READING TEXT:
- The White House has held discussions with Fox News about its COVID-19 vaccine coverage.
- Fox News hosts have for months encouraged viewers to question the safety and effectiveness of vaccines.
- Studies have found a partisan divide in willingness to get the shot.
The Biden administration has confronted Fox News over the bid by some of its top-rated hosts to erode trust in the safety and effectiveness of COVID-19 vaccines.
White House Press secretary Jen Psaki at a press briefing on Tuesday confirmed that officials had held talks with the right-wing Fox News network and other media outlets about their coverage of the vaccine rollout strategy.
“We’ve been in touch with every network and many, many media outlets about coverage of COVID-19 to make sure people have accurate information, to voice concerns when we have them,” Psaki said.
And addressing Fox News specifically, Psaki emphasized “the importance of reaching Fox News’ audience about the COVID-19 vaccines and their benefits, and like we are with all of you here today we, of course, are in regular contact.”
Psaki’s statement came after CNN reported that the discussions between White House officials and Fox News over its vaccination coverage had taken place regularly and at a “high level.”
Both the White House and Fox News disputed that account, with Fox News in a statement telling CNN that it had a briefing with the White House in May on vaccination rates and “our DC bureau personnel are regularly in touch … on a variety of issues.”
Insider has contacted the White House and Fox News for further detail on the discussions, but as of early morning Wednesday is yet to receive a response from either.
Over the past week the Biden administration has stepped up its pushback against vaccine skeptics and anti-vaccine conspiracy theorists as vaccination rates lag and the highly contagious Delta variant spreads rapidly.
Last week President Joe Biden accused Facebook of “killing people” by hosting anti-vaccine propaganda on its platform, in comments he subsequently moderated. Anthony Fauci, the White House’s chief medical officer, on Saturday said media networks which have pushed vaccine skeptical views have played a key role in discouraging many to get a shot.
Several surveys have found a clear partisan divide in willingness to get vaccinated, with the states where vaccination rates are lowest among the most conservative in the country.
Some of Fox News’ top-rated hosts, including Tucker Carlson and Laura Ingraham, have for months been encouraging Americans to question the safety of vaccines, misrepresenting the views of public health officials and skewing data in their arguments.
Critics told Insider back in February the campaign was likely a bid to damage the Biden administration, and boost ratings by stirring paranoia about plots by liberal and scientific “elites.”
In an abrupt shift in message on Monday, hosts including Sean Hannity and Steve Doocey urged viewers to get the vaccine. Senior Republicans including Senate Minority Leader Mitch McConnell also issued public statements Monday urging Americans to get vaccinated against COVID-19.

DATA SHOWN:
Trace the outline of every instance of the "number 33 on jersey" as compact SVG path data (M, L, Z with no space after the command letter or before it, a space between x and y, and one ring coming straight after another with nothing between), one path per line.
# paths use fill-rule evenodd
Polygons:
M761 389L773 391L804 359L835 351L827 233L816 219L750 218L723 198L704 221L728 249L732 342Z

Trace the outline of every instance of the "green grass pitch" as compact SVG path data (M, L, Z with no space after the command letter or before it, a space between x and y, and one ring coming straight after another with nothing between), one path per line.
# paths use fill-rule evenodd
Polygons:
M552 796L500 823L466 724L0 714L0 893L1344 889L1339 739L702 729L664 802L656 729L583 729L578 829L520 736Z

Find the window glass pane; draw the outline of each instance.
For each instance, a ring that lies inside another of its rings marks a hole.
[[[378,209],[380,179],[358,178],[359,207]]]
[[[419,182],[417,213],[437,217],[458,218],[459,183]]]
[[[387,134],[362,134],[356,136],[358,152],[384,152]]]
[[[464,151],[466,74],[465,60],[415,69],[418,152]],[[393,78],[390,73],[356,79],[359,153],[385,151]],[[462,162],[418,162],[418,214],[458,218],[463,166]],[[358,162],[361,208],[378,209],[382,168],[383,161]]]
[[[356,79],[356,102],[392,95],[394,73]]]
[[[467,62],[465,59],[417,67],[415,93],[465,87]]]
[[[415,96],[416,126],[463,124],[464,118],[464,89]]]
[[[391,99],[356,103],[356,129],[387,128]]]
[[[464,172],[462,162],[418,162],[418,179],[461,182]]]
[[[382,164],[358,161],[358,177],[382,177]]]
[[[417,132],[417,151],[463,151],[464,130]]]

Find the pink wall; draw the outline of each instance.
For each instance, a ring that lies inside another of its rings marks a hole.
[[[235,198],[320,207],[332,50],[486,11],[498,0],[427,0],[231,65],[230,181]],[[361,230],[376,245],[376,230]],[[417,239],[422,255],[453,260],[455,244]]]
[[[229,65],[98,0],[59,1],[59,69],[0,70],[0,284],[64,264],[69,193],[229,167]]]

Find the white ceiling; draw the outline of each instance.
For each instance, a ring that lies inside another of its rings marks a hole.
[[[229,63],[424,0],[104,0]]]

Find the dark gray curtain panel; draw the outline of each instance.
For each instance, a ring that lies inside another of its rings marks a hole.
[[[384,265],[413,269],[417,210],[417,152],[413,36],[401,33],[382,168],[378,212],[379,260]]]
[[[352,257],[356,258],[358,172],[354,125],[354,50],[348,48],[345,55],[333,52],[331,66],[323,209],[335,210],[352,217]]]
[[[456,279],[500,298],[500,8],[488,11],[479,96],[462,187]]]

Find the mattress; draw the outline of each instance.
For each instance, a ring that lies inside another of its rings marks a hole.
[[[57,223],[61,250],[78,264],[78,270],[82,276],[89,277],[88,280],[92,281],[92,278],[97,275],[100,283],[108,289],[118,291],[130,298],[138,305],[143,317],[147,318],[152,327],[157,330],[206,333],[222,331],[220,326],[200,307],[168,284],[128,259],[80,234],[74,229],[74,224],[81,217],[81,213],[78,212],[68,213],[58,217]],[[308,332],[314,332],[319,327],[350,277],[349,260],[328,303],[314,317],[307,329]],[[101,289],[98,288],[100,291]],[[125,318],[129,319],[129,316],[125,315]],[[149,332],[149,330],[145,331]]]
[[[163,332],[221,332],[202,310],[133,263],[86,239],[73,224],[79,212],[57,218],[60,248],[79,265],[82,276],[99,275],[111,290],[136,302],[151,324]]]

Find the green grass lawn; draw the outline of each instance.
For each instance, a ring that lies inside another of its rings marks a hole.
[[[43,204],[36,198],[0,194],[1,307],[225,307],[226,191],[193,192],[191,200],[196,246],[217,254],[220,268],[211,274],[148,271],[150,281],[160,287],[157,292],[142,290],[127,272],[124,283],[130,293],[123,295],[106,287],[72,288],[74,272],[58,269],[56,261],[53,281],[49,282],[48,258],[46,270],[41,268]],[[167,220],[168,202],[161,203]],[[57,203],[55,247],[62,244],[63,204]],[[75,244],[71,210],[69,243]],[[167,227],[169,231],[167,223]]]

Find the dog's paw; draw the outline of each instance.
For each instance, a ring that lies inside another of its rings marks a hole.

PROBLEMS TO WORK ON:
[1] In the article on Fox News vaccine coverage, during what month did Fox News say it had a briefing with the White House on vaccination rates?
[2] Please reproduce the passage of the article on Fox News vaccine coverage starting at "- Fox News hosts" and ending at "of COVID-19 vaccines.".

ACTIVITY ANSWERS:
[1] May.

[2]
- Fox News hosts have for months encouraged viewers to question the safety and effectiveness of vaccines.
- Studies have found a partisan divide in willingness to get the shot.
The Biden administration has confronted Fox News over the bid by some of its top-rated hosts to erode trust in the safety and effectiveness of COVID-19 vaccines.